-- START Data provided --
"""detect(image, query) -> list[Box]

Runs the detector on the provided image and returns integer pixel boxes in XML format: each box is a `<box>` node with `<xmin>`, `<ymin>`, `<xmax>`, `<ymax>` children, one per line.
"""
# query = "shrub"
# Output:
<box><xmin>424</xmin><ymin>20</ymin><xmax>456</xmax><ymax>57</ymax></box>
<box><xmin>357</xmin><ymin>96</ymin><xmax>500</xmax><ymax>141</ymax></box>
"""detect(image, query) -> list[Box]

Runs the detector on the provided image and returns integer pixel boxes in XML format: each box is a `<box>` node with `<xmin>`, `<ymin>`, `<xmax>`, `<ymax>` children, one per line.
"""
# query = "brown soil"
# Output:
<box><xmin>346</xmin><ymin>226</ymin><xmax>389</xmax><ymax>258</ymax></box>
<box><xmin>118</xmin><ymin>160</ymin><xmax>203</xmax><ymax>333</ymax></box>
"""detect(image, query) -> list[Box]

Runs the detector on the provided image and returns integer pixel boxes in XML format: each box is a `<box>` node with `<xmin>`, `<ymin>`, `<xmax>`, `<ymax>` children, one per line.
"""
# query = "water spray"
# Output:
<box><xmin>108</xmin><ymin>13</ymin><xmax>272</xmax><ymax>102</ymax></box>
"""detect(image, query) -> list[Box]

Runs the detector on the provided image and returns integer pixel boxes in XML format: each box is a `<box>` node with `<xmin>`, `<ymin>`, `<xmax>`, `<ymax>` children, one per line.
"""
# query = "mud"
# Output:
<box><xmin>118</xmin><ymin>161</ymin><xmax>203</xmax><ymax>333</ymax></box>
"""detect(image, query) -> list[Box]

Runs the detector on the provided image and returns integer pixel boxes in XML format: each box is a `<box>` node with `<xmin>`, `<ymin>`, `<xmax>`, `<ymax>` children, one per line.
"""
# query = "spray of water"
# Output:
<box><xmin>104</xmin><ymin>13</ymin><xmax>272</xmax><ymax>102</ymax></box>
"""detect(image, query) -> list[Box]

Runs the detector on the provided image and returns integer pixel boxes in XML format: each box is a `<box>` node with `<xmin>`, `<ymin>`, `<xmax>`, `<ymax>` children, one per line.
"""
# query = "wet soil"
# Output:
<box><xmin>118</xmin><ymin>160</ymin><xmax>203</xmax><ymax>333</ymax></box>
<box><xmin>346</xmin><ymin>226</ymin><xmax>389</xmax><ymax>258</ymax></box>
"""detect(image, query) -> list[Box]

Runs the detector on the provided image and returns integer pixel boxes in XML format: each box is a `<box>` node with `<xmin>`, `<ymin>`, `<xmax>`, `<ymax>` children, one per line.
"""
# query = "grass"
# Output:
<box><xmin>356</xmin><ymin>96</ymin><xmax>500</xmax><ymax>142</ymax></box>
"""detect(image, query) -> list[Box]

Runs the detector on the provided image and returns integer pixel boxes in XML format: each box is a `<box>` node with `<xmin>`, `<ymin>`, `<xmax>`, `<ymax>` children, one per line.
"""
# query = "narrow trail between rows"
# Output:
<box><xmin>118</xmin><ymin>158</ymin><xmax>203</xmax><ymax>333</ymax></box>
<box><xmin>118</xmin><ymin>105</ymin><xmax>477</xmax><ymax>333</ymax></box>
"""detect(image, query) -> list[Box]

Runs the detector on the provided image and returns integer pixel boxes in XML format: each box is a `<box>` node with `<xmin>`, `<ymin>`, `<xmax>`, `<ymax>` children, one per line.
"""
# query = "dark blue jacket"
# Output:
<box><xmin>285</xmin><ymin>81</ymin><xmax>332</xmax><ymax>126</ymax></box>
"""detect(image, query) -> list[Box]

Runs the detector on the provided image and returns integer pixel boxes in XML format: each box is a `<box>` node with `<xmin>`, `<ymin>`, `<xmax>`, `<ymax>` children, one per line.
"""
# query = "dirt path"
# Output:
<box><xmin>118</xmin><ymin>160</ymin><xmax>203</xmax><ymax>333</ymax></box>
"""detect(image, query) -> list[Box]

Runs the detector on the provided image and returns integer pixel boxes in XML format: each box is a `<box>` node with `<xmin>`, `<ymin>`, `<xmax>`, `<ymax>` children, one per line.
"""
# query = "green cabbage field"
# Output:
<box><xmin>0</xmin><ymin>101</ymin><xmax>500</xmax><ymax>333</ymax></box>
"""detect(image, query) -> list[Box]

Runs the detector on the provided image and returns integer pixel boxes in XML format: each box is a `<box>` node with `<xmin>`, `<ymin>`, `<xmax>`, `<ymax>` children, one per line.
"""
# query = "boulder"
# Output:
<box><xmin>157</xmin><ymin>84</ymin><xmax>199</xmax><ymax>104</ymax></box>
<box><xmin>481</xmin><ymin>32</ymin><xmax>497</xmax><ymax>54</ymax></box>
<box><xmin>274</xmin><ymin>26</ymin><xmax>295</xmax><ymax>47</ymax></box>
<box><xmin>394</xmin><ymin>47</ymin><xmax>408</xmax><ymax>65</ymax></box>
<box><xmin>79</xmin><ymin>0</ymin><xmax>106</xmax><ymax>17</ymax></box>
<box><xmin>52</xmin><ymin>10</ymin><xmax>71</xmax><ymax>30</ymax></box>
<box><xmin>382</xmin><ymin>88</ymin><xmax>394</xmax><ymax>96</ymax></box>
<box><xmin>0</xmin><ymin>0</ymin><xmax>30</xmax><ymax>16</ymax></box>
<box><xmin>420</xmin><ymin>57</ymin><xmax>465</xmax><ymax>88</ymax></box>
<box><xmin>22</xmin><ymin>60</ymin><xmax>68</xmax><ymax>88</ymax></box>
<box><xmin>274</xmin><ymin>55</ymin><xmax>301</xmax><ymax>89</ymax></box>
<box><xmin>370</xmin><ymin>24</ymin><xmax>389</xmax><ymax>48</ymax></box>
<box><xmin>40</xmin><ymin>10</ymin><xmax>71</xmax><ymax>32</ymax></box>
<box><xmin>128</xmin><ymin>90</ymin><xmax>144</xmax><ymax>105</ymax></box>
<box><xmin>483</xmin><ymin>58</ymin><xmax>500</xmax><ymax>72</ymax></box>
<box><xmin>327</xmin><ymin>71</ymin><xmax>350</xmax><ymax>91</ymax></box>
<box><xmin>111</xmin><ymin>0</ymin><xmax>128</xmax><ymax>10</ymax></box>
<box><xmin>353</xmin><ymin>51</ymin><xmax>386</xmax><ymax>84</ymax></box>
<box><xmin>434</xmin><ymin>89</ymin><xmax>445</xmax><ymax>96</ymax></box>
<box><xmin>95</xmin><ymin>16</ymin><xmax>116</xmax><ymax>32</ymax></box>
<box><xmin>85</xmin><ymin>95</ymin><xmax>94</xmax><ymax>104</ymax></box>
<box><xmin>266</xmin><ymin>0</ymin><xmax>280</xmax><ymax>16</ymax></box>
-- END Data provided --
Given problem: Pull out every line of the listing above that contains the string "spray", treating uppercase and lowercase as different.

Answer to the problem:
# query = "water spray"
# query = "spray of water"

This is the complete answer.